Reproduce each of the lines below verbatim, omitting the pictures from your output.

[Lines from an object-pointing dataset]
━━━━

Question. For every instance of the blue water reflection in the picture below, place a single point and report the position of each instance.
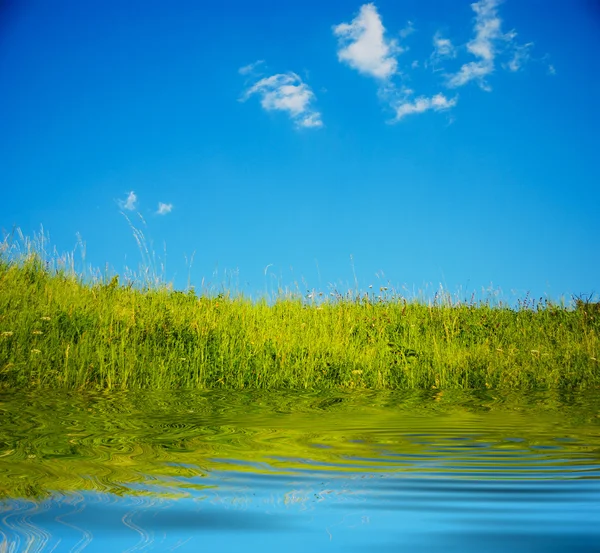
(451, 481)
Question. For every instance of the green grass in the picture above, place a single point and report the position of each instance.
(59, 329)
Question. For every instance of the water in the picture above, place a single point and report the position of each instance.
(236, 471)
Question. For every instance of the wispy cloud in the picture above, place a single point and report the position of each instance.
(163, 209)
(485, 45)
(247, 69)
(442, 47)
(408, 30)
(439, 102)
(286, 92)
(520, 57)
(130, 203)
(363, 46)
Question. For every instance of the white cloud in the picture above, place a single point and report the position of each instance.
(442, 47)
(363, 47)
(408, 30)
(163, 209)
(247, 69)
(286, 92)
(130, 202)
(439, 102)
(520, 57)
(485, 45)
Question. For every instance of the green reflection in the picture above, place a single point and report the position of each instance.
(168, 443)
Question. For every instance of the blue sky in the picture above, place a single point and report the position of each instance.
(411, 143)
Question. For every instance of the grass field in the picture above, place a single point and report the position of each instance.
(59, 329)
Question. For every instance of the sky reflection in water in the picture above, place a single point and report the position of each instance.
(362, 471)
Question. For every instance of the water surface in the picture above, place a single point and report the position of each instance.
(435, 471)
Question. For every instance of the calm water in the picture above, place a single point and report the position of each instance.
(226, 472)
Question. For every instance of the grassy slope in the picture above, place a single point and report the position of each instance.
(57, 331)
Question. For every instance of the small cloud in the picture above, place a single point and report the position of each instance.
(362, 45)
(286, 92)
(247, 69)
(485, 45)
(163, 209)
(408, 30)
(520, 57)
(130, 203)
(442, 47)
(439, 102)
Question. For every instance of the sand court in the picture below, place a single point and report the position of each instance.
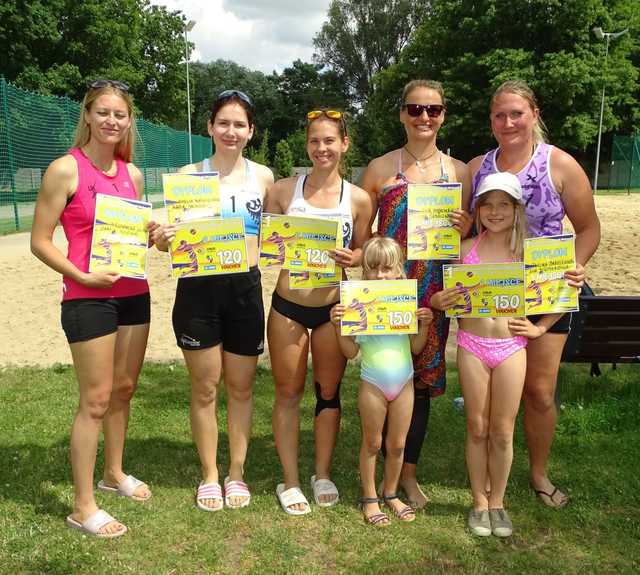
(30, 331)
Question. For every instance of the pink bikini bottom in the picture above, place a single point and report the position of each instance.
(490, 351)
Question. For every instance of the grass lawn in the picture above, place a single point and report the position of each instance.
(595, 457)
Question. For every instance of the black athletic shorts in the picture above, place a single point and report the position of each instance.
(87, 318)
(563, 325)
(225, 309)
(309, 317)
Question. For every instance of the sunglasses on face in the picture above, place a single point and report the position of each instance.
(432, 110)
(103, 83)
(332, 114)
(238, 94)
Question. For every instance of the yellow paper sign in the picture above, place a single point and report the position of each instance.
(546, 259)
(120, 237)
(379, 307)
(191, 196)
(209, 247)
(430, 233)
(486, 290)
(298, 243)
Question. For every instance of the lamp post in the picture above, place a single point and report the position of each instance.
(187, 28)
(606, 36)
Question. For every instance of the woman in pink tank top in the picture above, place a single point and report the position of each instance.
(553, 184)
(105, 317)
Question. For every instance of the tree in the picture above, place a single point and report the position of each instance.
(56, 46)
(283, 160)
(260, 154)
(553, 49)
(362, 37)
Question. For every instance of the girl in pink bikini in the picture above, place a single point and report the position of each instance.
(492, 356)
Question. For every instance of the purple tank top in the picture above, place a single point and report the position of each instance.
(544, 207)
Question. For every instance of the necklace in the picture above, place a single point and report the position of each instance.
(419, 161)
(109, 169)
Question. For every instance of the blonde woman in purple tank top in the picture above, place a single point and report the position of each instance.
(553, 185)
(105, 317)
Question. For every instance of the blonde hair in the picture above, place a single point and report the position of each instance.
(124, 148)
(521, 88)
(520, 225)
(383, 251)
(420, 83)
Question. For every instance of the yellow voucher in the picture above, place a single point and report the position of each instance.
(486, 290)
(209, 247)
(546, 259)
(379, 307)
(430, 233)
(191, 196)
(298, 243)
(120, 237)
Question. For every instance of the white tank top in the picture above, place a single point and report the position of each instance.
(300, 207)
(243, 201)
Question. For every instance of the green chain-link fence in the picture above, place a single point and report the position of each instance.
(35, 129)
(624, 169)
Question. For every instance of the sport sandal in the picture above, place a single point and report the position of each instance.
(406, 514)
(379, 519)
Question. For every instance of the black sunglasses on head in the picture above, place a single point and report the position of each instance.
(238, 94)
(432, 110)
(103, 83)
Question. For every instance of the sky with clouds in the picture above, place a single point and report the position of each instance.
(264, 35)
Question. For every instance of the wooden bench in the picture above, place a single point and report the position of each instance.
(605, 330)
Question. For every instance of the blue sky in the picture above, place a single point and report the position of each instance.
(263, 35)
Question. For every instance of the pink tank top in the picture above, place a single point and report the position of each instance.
(77, 222)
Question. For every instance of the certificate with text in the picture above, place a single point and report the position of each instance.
(120, 238)
(298, 243)
(546, 259)
(191, 196)
(213, 246)
(430, 233)
(486, 290)
(379, 307)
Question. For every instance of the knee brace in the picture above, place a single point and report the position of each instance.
(321, 403)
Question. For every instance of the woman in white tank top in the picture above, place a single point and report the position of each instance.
(299, 318)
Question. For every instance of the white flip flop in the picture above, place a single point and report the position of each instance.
(292, 496)
(324, 487)
(126, 488)
(93, 524)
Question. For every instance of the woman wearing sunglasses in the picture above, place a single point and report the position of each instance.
(105, 317)
(422, 113)
(218, 321)
(554, 185)
(299, 320)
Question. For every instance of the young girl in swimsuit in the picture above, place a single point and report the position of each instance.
(386, 390)
(492, 356)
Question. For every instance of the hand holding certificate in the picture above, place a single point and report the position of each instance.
(120, 236)
(546, 260)
(379, 307)
(191, 196)
(430, 233)
(209, 247)
(298, 243)
(486, 290)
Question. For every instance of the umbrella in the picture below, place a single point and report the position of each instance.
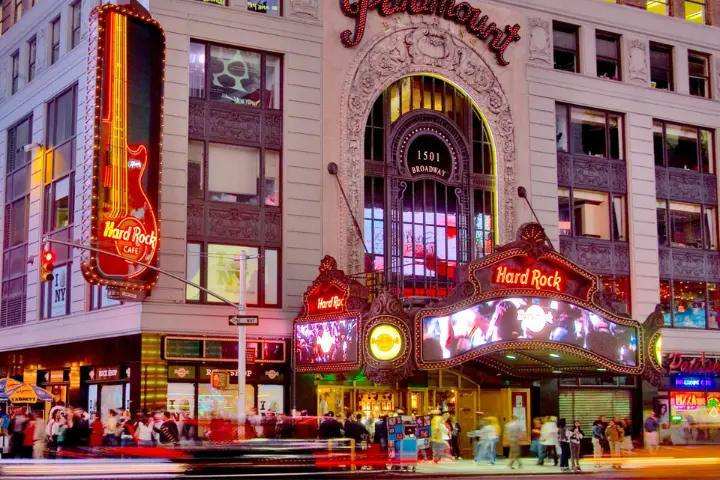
(28, 394)
(7, 384)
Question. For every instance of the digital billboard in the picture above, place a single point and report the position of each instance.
(528, 318)
(327, 342)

━━━━

Result of this task:
Question. For every instance of the blue water reflection in the picture below, place a single point and report the position of each instance.
(451, 481)
Question. For every instance of the green grass in the picture above, place a single point and report the position of each instance.
(59, 329)
Question. For every instance of the water in the picture above, place a single point and report the position of each instance.
(236, 471)
Question. For every instance of the wispy cloud in the picture above, place a single point and report the position of each instance.
(163, 209)
(485, 45)
(247, 69)
(442, 47)
(408, 30)
(439, 102)
(286, 92)
(520, 57)
(130, 203)
(363, 46)
Question. For every instance of the white cloud in the picture above, place a single point and report the position of each instance.
(442, 47)
(363, 47)
(408, 30)
(163, 209)
(247, 69)
(286, 92)
(130, 202)
(439, 102)
(520, 57)
(485, 45)
Question. For every instance of the green reflection in the picture above, place a single point and report the position of each instance.
(168, 443)
Question. For every instance of the blue sky in the picture above, place a single point and report the position of each instance.
(411, 143)
Question. For every instance of the grass field in the picture above, place a single point and report the position of each instance.
(59, 329)
Question. For every instance of the sky reflection in water in the picture above, place a single point and report the position of each instance.
(362, 471)
Question. For every instance of the water surface in the picture above, place a single point and report the position of each instance.
(435, 471)
Question. For every instance of the calm water in the picture above, place a single point and report the position of each instance.
(226, 472)
Question. For every instance of the grassy slope in the picture above, place a single point and report the position of each instance.
(57, 331)
Question. For every instance of the small cloud in the picture above, place a single point and report the position of each instance.
(362, 45)
(286, 92)
(247, 69)
(485, 45)
(163, 209)
(408, 30)
(520, 57)
(130, 203)
(442, 47)
(439, 102)
Question. For every instance of the sand court in the picture below, place a single point and report the position of each instance.
(30, 331)
Question. For every instance of the pink bikini bottom in the picture above, place a single point and report the position of each instance.
(490, 351)
Question. For every instance of the grass lawn in the picture above, place a single point and report the position of each instance.
(595, 457)
Question. For every instance of the black athletic shorts in the picture above, place a single point and report the position of each instance.
(87, 318)
(563, 325)
(225, 309)
(309, 317)
Question. For every instance of the sunglasses on face in the picture above, place a single point and report the position of each instance.
(432, 110)
(103, 83)
(332, 114)
(238, 94)
Question. For every instance of the yellow paper sign in the picture above, place a single point and report the position of each instance.
(546, 259)
(120, 237)
(379, 307)
(191, 196)
(209, 247)
(430, 233)
(486, 290)
(298, 243)
Question. For every instance of the lamp post in the picture above, place a single point and report the position of each instance.
(187, 28)
(606, 36)
Question. For every instance of the woman in pink tank top in the picture above, place a single point and report the position of each instance.
(553, 184)
(105, 317)
Question. For every instance of the tree in the picture above, place a single point and report the position of each instance.
(56, 46)
(283, 160)
(260, 154)
(553, 49)
(362, 37)
Question. For every instance of the girl in pink bikini in the picture above, place a single point and report the position of each instance.
(492, 356)
Question. For every instance of the purple tank top in the picture above, place a single point and report the position of each instance.
(544, 207)
Question. For every instance of the necklace in the picture above, place a single point and report the position of each instance.
(419, 161)
(109, 169)
Question. For every instance of the blonde woman in purple tank top in the picture above, place a single point and report the position of each instance.
(553, 185)
(105, 317)
Question. For every instance of the blonde hair in the picture above, place a single point and report the position of each instance.
(124, 148)
(521, 88)
(520, 225)
(383, 251)
(420, 83)
Question. For every instance of the yellow voucher in the picture above, place a single point and report the position of each instance.
(486, 290)
(209, 247)
(546, 259)
(379, 307)
(430, 233)
(191, 196)
(298, 243)
(120, 237)
Question. For every instance of the white tank top in the picture above, place a single point and report the position of each instance.
(300, 207)
(243, 201)
Question. For every instance of the green chain-link fence in the picture above, place a single point and report the position of each instance.
(35, 129)
(624, 169)
Question. For every instance of the sport sandal in the picture above, place a single point and report the position of each instance.
(406, 514)
(379, 519)
Question. For every instance of the black sunglasses on head in the picture above, place a single point and report the position of each instance.
(238, 94)
(432, 110)
(103, 83)
Question. For every instance of the sky with clouds in the picture above, place a single point and report the position of each instance.
(264, 35)
Question. For every instance of the wooden bench in the picture above, place a single point and report the position of each instance.
(605, 330)
Question. For every instance of the blue sky in the picture above, place a single point and report the position of each instance.
(263, 35)
Question. For every instance of the pink tank top in the picture above, place a single point and report the position of each instance.
(77, 222)
Question. For every instance of the certificate with text in the picture above, place a single point and report the position of each instance.
(120, 238)
(298, 243)
(546, 259)
(191, 196)
(213, 246)
(430, 233)
(486, 290)
(379, 307)
Question. For every instance of the knee brace in the picture above, place a single point and report the position of each instance.
(321, 403)
Question. For every instance of the woman in white tank top in the picture above, place a single point and report the position of each instance.
(299, 318)
Question. For every instance of the white flip flop in the picture above, place a single point and report the position of each instance.
(292, 496)
(324, 487)
(126, 488)
(93, 524)
Question. For every instance of the woman wearing sunglasses in the picture above, place a single point and report the position of each instance.
(105, 317)
(422, 113)
(218, 321)
(554, 185)
(299, 320)
Question. For every instance of the young girl in swimsuit in the picture above, place a single point and report the position of each instance.
(386, 390)
(492, 356)
Question. For every instance of the hand holding certificate in the picture above, place a single point and report the position of each instance.
(120, 236)
(546, 260)
(379, 307)
(191, 196)
(430, 233)
(209, 247)
(298, 243)
(486, 290)
Question. For every instance of the umbrella in the picture below, place a single point and report the position of each instance.
(28, 394)
(7, 384)
Question. For every instance of the digital billboard in the picture above, place a single point and report the position of each instance.
(528, 318)
(327, 342)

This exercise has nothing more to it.